▶ **SHORT PROBLEM A**:
Copy out the records word for word, running from the line that contains "[point] every instance of the green grass" through the end of the records.

▶ **READING PASSAGE**:
** Start **

Data Sources and Sinks

Data Sources¤

node source

The DataSource models facilitate loading data into a dataframe. It provides reusable mechanisms for reading data of various nature given different configuration and various execution contexts.

It is generally used as a component of a pipeline node. In this context, the sink may be used to store the output of the node or some quarantined data if expectations are set and not met.

File Data Source¤

API Documentation

laktory.models.FileDataSource

File data source supports reading files stored on disk.

import laktory as lk

source = lk.models.FileDataSource(
    path="/Volumes/sources/landing/events/yahoo-finance/stock_prices/",
    format="JSON",
    as_stream=False,
    dataframe_backend="PYSPARK"
)
df = source.read()

Reading the same dataset, but as a spark streaming source, is as easy as changing as_stream to True.

** End **

▶ **SHORT PROBLEM B**:
According to the page on data sources and sinks, what setting do you change so the file data source reads the dataset as a spark streaming source?

[Position identification records]
** Start **

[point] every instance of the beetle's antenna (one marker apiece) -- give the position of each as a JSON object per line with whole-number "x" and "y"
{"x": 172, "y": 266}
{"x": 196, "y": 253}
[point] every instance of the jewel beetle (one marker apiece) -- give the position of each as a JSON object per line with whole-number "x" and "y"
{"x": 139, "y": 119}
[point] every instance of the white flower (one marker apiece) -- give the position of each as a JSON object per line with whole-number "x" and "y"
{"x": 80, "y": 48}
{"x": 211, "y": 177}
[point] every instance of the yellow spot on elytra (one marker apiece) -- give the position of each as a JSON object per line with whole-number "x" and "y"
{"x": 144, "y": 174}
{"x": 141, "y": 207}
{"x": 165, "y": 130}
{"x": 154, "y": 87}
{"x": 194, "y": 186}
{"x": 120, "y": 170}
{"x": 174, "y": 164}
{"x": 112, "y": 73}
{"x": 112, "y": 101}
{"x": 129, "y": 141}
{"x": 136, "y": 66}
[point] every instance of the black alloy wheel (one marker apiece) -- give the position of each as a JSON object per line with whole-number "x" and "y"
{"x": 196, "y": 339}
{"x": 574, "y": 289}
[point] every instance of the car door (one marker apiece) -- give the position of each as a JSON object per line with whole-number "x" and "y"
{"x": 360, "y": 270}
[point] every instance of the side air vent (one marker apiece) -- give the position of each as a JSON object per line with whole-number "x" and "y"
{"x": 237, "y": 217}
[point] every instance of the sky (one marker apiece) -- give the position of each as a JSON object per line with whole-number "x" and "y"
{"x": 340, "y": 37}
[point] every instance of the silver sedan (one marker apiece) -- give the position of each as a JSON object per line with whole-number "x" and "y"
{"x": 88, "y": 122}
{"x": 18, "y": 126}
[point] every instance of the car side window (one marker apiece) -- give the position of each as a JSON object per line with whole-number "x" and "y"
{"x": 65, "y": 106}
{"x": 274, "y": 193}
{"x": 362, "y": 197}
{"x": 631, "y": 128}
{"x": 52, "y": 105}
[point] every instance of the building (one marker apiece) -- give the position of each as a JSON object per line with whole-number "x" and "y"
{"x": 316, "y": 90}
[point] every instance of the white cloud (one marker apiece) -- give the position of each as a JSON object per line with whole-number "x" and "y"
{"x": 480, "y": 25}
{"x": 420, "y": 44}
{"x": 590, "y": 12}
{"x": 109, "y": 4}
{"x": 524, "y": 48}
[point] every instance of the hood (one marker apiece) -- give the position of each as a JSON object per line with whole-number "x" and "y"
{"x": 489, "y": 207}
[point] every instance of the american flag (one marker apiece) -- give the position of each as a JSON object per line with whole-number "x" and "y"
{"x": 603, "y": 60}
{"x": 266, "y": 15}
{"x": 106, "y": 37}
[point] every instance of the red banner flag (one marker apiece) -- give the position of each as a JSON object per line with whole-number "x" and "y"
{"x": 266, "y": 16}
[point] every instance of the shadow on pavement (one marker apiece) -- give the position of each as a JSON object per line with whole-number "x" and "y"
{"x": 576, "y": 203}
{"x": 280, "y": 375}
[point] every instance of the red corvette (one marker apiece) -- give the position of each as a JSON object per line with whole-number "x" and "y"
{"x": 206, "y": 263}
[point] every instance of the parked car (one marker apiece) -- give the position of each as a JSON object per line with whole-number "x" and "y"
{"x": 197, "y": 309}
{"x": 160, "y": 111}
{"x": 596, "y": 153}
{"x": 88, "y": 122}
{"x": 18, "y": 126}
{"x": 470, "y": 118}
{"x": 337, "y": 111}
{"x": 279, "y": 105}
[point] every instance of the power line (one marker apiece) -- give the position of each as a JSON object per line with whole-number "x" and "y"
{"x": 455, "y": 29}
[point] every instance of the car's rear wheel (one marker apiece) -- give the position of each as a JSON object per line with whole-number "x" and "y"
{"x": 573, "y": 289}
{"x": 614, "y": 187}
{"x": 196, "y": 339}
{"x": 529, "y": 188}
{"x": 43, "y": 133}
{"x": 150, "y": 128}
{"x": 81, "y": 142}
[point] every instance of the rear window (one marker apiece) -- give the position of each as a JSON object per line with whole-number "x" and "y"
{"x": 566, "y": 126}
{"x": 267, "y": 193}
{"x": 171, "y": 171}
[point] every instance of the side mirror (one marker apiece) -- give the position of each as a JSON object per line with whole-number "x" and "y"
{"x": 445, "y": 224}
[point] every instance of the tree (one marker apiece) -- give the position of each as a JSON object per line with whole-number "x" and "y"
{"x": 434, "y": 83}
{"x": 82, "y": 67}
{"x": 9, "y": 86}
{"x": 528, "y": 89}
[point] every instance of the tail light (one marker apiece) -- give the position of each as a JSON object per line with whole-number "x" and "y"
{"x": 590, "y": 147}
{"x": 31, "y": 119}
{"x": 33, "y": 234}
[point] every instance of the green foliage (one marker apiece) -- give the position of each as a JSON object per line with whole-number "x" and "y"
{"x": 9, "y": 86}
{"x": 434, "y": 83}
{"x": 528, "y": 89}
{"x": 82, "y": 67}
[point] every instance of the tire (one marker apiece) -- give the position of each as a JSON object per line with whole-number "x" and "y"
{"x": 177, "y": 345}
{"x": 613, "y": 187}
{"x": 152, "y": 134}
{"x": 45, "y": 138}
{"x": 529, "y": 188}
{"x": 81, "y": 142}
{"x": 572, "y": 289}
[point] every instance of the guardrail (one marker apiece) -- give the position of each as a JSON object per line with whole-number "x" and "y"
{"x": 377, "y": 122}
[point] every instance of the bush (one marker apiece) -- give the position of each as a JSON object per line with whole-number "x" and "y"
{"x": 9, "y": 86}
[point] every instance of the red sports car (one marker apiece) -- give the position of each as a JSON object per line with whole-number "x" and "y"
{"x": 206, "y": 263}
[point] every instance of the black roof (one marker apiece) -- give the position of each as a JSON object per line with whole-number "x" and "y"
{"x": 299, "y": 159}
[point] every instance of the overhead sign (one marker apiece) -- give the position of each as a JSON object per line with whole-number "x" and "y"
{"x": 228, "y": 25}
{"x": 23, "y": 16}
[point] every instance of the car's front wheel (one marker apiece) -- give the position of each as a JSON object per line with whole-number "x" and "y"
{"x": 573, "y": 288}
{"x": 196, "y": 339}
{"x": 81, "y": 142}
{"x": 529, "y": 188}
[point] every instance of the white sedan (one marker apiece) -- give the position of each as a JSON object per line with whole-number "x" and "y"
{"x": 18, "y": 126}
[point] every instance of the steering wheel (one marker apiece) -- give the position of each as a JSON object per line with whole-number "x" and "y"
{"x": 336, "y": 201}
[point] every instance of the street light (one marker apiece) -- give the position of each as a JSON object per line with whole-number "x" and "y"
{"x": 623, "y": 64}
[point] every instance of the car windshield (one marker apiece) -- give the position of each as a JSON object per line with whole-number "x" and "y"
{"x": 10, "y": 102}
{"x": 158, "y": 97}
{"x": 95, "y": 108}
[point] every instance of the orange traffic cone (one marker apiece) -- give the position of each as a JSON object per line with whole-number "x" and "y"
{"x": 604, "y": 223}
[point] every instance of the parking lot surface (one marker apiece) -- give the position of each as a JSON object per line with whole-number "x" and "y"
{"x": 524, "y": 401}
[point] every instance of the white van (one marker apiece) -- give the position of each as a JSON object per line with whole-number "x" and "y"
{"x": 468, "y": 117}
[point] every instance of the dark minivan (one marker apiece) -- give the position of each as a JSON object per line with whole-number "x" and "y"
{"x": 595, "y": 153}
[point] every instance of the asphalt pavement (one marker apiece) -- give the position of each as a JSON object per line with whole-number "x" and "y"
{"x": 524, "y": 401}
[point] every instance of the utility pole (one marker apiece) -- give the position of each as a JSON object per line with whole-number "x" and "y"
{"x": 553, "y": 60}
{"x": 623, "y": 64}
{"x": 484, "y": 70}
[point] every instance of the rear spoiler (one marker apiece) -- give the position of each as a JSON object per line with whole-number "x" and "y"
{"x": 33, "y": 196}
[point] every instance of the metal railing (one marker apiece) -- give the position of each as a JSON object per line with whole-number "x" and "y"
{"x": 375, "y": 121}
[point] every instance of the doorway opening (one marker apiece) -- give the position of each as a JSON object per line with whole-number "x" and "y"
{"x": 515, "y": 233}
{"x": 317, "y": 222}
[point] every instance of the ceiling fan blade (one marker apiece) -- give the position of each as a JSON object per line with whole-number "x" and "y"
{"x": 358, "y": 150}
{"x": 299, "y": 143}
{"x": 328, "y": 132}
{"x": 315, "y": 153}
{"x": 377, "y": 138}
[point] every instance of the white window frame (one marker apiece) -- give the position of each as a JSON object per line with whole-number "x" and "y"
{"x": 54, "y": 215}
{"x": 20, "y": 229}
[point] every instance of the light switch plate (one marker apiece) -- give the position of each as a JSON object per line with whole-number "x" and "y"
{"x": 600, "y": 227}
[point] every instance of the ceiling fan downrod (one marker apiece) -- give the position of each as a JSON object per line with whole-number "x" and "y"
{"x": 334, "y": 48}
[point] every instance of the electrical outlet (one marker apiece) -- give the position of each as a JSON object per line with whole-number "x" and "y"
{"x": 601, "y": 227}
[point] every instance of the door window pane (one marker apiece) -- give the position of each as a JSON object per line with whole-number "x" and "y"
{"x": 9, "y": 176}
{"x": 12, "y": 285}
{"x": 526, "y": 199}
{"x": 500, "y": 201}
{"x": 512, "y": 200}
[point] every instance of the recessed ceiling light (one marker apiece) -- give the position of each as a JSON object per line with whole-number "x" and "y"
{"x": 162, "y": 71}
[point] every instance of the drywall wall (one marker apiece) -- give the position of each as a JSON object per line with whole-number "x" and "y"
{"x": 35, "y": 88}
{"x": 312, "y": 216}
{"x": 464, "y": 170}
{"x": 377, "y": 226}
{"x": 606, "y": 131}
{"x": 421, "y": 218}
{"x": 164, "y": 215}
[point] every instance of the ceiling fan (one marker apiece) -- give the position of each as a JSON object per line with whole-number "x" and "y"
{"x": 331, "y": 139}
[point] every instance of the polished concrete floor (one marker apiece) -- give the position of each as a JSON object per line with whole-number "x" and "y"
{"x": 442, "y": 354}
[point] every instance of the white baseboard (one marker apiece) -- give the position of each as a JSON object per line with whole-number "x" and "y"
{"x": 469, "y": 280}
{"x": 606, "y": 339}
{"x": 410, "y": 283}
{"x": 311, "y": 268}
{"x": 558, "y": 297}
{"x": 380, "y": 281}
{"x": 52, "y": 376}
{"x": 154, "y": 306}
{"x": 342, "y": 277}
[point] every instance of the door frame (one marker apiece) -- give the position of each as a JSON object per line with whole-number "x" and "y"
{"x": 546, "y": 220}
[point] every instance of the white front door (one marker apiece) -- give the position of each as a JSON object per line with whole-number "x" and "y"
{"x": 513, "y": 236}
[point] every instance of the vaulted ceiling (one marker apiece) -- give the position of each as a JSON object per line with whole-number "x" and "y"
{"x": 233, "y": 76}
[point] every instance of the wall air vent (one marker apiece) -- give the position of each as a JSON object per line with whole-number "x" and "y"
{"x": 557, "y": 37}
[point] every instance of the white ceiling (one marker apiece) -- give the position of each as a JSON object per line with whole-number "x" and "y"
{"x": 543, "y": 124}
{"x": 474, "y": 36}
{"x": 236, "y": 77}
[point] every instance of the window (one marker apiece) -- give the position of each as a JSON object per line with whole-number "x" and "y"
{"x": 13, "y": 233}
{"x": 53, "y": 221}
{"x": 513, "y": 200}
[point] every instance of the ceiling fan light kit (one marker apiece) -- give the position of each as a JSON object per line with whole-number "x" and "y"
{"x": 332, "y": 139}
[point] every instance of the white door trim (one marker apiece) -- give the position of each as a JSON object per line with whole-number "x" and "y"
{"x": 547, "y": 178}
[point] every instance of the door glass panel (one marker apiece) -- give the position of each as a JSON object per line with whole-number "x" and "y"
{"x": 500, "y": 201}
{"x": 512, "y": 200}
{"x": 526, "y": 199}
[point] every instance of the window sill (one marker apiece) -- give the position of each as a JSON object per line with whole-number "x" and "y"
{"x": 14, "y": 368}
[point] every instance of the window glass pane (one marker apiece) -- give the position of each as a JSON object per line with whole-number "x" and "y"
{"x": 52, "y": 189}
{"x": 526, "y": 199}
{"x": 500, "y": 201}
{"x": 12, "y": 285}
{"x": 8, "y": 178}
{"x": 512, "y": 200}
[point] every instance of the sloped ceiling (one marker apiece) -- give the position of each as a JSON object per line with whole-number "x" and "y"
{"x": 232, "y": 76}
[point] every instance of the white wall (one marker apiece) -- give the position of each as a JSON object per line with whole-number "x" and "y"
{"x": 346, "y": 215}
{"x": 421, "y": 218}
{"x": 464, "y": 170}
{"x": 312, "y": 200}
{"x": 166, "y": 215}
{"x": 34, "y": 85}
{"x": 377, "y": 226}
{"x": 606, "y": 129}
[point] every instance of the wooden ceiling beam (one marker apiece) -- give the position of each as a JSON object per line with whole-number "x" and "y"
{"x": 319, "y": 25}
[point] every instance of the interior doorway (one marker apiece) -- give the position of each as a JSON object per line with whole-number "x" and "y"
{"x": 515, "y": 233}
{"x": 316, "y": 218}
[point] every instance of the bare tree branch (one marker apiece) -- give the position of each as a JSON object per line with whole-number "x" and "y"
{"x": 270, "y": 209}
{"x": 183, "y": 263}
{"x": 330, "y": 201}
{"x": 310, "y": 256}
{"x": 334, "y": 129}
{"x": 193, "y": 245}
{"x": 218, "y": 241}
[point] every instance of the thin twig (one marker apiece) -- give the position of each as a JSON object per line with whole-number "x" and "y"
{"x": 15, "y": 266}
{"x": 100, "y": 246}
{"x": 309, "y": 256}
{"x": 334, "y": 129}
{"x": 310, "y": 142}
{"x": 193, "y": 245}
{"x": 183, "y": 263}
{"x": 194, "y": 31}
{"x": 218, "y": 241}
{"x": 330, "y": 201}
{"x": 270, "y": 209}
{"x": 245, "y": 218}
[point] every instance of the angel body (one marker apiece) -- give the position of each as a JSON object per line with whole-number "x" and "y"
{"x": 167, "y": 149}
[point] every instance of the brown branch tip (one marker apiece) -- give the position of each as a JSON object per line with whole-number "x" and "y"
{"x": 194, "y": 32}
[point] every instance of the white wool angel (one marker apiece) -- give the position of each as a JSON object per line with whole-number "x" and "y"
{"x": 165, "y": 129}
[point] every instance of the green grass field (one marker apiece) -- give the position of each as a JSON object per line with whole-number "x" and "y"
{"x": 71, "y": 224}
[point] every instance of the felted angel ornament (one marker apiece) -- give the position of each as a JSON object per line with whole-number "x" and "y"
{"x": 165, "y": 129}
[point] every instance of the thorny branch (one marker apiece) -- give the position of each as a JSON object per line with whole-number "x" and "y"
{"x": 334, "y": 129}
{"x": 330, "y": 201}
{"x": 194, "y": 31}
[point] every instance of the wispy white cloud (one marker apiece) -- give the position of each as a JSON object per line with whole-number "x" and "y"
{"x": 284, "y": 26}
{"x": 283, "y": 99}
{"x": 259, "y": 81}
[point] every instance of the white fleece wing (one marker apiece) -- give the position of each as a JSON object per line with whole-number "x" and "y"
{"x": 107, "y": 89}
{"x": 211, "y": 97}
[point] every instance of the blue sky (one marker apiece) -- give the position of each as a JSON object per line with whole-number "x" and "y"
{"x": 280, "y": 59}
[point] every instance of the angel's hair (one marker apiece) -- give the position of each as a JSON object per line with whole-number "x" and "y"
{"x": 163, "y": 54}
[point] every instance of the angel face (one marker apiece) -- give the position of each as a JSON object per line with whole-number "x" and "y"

** End **

▶ **FINAL RESULT A**:
[point] every instance of the green grass field (one marker apiece) -- give the position of each as a JSON object per line with whole-number "x" and "y"
{"x": 71, "y": 224}
[point] every instance of the felted angel ornament (one marker apiece) -- give the position of each as a JSON object per line with whole-number "x" and "y"
{"x": 165, "y": 129}
[point] every instance of the thorny branch (one marker apiece) -- give the position of each as a JSON object per line with whole-number "x" and "y"
{"x": 334, "y": 129}
{"x": 330, "y": 201}
{"x": 194, "y": 31}
[point] every instance of the wispy white cloud (one marker apiece) -- give the position of each as a JSON object per line with whole-number "x" and "y"
{"x": 284, "y": 26}
{"x": 283, "y": 99}
{"x": 259, "y": 81}
[point] every instance of the white fleece wing (one marker apiece) -- give the position of each as a JSON object per line with whole-number "x" and "y"
{"x": 107, "y": 89}
{"x": 211, "y": 97}
[point] every instance of the blue sky (one marker apiece) -- give the position of each as a JSON object per line with whole-number "x" and "y"
{"x": 280, "y": 59}
[point] every instance of the angel's hair (one marker apiece) -- give the position of each as a JSON object per line with whole-number "x" and "y"
{"x": 163, "y": 54}
[point] every instance of the angel face (one marker apiece) -- give the position of each as a JSON object per line with whole-number "x" and "y"

▶ **FINAL RESULT B**:
You change as_stream to True.